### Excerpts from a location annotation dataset

>>>

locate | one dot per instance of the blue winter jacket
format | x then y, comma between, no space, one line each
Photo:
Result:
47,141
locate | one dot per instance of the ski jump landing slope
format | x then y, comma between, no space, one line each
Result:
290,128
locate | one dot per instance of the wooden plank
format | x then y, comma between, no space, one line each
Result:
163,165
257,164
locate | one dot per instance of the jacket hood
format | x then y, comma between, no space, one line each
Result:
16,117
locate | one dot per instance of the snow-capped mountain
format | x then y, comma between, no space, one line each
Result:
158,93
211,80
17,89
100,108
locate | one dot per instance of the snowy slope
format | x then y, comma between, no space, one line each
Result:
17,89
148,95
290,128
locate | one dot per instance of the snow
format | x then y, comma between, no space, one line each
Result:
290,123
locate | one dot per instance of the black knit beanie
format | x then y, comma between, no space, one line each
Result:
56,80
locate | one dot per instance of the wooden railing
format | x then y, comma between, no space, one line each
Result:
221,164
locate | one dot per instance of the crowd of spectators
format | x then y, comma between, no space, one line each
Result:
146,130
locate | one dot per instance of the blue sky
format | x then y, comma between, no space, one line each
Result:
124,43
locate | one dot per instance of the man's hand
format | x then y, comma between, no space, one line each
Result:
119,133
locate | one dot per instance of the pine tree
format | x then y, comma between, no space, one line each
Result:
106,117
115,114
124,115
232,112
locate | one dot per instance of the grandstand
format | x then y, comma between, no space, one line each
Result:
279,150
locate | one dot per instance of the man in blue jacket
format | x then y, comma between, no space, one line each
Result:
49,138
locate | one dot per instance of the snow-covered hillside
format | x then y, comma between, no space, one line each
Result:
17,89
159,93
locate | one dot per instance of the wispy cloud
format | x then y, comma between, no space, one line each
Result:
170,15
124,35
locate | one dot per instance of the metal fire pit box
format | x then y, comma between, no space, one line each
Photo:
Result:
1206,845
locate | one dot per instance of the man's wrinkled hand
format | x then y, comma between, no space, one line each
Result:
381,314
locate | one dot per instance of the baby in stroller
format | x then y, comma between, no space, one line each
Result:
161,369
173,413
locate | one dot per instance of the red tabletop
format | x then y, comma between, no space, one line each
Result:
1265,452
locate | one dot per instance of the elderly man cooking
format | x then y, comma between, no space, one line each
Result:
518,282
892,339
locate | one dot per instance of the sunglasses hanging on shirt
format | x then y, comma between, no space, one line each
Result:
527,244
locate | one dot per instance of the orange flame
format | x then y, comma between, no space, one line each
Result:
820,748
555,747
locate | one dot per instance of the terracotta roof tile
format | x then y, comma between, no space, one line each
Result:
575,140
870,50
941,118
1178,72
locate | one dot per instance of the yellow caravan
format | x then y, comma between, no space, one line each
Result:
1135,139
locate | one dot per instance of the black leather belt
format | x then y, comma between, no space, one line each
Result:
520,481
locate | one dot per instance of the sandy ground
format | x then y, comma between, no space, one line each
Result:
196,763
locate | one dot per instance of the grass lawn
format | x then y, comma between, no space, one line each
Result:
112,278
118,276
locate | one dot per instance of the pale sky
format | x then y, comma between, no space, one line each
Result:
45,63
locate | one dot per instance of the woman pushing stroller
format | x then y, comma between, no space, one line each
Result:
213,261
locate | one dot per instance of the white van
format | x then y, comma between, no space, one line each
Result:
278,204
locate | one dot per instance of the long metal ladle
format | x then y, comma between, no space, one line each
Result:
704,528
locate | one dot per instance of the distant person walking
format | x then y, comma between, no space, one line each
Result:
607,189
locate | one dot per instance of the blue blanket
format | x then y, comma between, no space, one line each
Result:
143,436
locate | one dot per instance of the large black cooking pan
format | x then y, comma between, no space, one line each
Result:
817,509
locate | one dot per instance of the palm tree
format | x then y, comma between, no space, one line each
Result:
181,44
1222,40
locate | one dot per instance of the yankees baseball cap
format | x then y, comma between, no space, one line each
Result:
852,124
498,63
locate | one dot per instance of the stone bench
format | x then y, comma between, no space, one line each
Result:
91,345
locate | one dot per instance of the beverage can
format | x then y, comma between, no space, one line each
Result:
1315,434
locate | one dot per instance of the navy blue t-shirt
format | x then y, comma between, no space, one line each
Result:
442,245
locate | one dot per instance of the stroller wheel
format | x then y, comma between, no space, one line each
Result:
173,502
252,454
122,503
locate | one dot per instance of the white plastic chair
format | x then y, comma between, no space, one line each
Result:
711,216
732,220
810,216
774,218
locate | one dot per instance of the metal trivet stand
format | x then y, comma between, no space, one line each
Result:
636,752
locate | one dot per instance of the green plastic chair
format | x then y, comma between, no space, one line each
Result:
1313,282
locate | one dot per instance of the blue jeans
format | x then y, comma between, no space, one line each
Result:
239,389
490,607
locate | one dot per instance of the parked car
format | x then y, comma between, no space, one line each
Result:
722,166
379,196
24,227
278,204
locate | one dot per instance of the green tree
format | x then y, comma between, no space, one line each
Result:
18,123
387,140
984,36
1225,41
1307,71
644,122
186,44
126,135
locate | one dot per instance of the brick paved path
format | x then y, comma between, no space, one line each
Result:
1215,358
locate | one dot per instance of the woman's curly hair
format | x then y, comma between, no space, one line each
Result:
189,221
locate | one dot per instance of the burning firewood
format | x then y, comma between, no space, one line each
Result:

<<<

### Task to carry out
Put every line of the records above into a numbered list, leaving out any blank lines.

### Solution to this exercise
1. locate | one dot per instance of the blue winter jacket
2. format | x then y, comma between, no space, one line each
3. Photo:
4. Result:
5. 47,141
6. locate | one dot per instance of the ski jump landing slope
7. format | x then y, comma between, no space, one line each
8. Result:
9. 290,128
10. locate | one dot per instance of the wooden plank
11. format | x then y, comma between, no space, one line each
12. Result:
13. 163,165
14. 257,164
15. locate | one dot per instance of the jacket hood
16. format | x then y, comma between, no space, one line each
17. Result:
18. 16,117
19. locate | one dot per instance of the snow-capped mountain
20. format | x then y, comma between, no space, one line each
21. Result:
22. 158,93
23. 211,80
24. 17,89
25. 100,108
26. locate | one dot per instance of the snowy slope
27. format | x then y, comma between, no space, one line each
28. Result:
29. 17,89
30. 148,95
31. 290,128
32. locate | one dot per instance of the snow
33. format | x then y, comma between, no space, one line each
34. Result:
35. 290,123
36. locate | one dot per instance of the black knit beanie
37. format | x then y, comma between, no space, one line each
38. Result:
39. 56,80
40. locate | one dot per instance of the wooden railing
41. format | x then y, comma between, no space, one line each
42. Result:
43. 221,164
44. locate | one dot per instance of the crowd of spectators
45. format | x then y, comma between, no space, one line each
46. Result:
47. 146,130
48. locate | one dot per instance of the blue sky
49. format | x then y, comma between, no space, one line each
50. Result:
51. 124,43
52. locate | one dot per instance of the man's hand
53. format | x then y, comma between, no space, one line each
54. Result:
55. 119,133
56. locate | one dot per instance of the pine tree
57. format | x then y, comma between, no space, one line each
58. Result:
59. 106,117
60. 115,114
61. 124,115
62. 232,112
63. locate | one dot per instance of the grandstand
64. format | x then y, comma between, no space, one line each
65. Result:
66. 279,150
67. locate | one dot per instance of the man in blue jacket
68. format | x then y, comma between, no space, one line each
69. Result:
70. 49,138
71. locate | one dot per instance of the snow-covered hillside
72. format | x then y, comma between, no space, one line each
73. Result:
74. 17,89
75. 159,93
76. locate | one dot per instance of the wispy cloud
77. format | x then y, comma between, no space, one line each
78. Result:
79. 170,15
80. 124,35
81. locate | one dot per instance of the metal fire pit box
82. format | x then y, comma between, no space, one line each
83. Photo:
84. Result:
85. 1206,845
86. locate | one dot per instance of the man's wrinkled hand
87. format | x then y, comma between, no space, one line each
88. Result:
89. 381,314
90. locate | one dot per instance of the baby in stroller
91. format | x then y, comma between, no space, one line each
92. Result:
93. 161,369
94. 173,413
95. locate | one dot per instance of the red tabletop
96. format | x then y, comma between, no space, one line each
97. Result:
98. 1265,452
99. locate | one dot per instance of the elderly man cooking
100. format | x then y, comma between, no space, one line each
101. Result:
102. 518,282
103. 892,339
104. locate | one dot per instance of the sunglasses hanging on shirt
105. format | x then y, comma between, no space, one line each
106. Result:
107. 527,244
108. locate | one dot per instance of the orange flame
109. format | x then y, comma between, no space, one line each
110. Result:
111. 820,748
112. 555,747
113. locate | one dot per instance of the terracotta roof tile
114. format | x then y, comma between, no space, one line each
115. Result:
116. 575,140
117. 870,50
118. 941,118
119. 1178,72
120. locate | one dot per instance of the yellow caravan
121. format | x then y, comma between, no space, one line each
122. Result:
123. 1135,139
124. locate | one dot per instance of the black leather belt
125. format | x then y, comma between, no space, one line each
126. Result:
127. 520,481
128. locate | one dot per instance of the sandy ground
129. format | x then y, comma between, no space, one line each
130. Result:
131. 196,763
132. locate | one dot per instance of the grass lawn
133. format | x then y, comma between, no space, one line each
134. Result:
135. 112,278
136. 118,276
137. locate | one dot per instance of the pale sky
138. format | x then y, comma between, no space, one line each
139. Result:
140. 45,63
141. locate | one dot per instance of the woman pushing stroller
142. format | x then y, comma between, no space, one line each
143. Result:
144. 213,261
145. locate | one dot per instance of the white van
146. format | x then y, comma between, no space, one line each
147. Result:
148. 278,204
149. locate | one dot per instance of the long metal ladle
150. format | x then y, comma between, no space, one line each
151. Result:
152. 704,528
153. locate | one dot per instance of the distant person walking
154. format | x then y, comma between, no space, one line each
155. Result:
156. 607,189
157. locate | one dot per instance of the blue blanket
158. format | x then y, comma between, no space, one line each
159. Result:
160. 143,436
161. locate | one dot per instance of the large black cooking pan
162. format | x then y, comma between, no space, one line each
163. Result:
164. 817,509
165. locate | one dot per instance of the palm tree
166. format | x then y, comma between, no space, one line each
167. Result:
168. 181,44
169. 1222,40
170. locate | one dot per instance of the yankees baseball cap
171. format | x then y, comma between, no space, one line each
172. Result:
173. 852,124
174. 498,63
175. locate | one dot per instance of the stone bench
176. format | x then y, comma between, no space, one line each
177. Result:
178. 91,345
179. locate | one dot per instance of the beverage can
180. format | x then y, comma between, no space, one line each
181. Result:
182. 1315,434
183. locate | one dot per instance of the navy blue t-shirt
184. format | x then y, comma between, no space, one line each
185. Result:
186. 442,245
187. locate | one dot per instance of the stroller wheel
188. format | x then y, comma between, no space, one line each
189. Result:
190. 173,502
191. 252,454
192. 122,503
193. locate | one dot per instance of the white plastic chair
194. format | x then y, comma between, no space, one line each
195. Result:
196. 711,216
197. 732,220
198. 810,216
199. 774,218
200. locate | one dot per instance of the metal trivet stand
201. format | x then y, comma between, no space, one line each
202. Result:
203. 636,752
204. locate | one dot per instance of the green plastic chair
205. format | x then y, comma between, no space, one line each
206. Result:
207. 1313,282
208. locate | one dot per instance of the blue jeans
209. format | x then y, comma between, no space, one line each
210. Result:
211. 239,389
212. 490,607
213. locate | one dot per instance of the parked car
214. format | x then y, comma between, no space, one line each
215. Result:
216. 722,166
217. 379,196
218. 24,227
219. 278,204
220. locate | one dot per instance of the green tree
221. format | x then y, comma between, no space, one line each
222. Result:
223. 18,123
224. 387,140
225. 984,36
226. 1225,41
227. 1307,71
228. 644,122
229. 186,44
230. 126,135
231. locate | one dot per instance of the brick paved path
232. format | x then y, comma between, no space, one line each
233. Result:
234. 1215,358
235. locate | one dot per instance of the woman's curly hair
236. format | x then y, comma between, no space, one line each
237. Result:
238. 189,221
239. locate | one dot per instance of the burning firewood
240. format | x then y, comma between, no space, one line each
241. Result:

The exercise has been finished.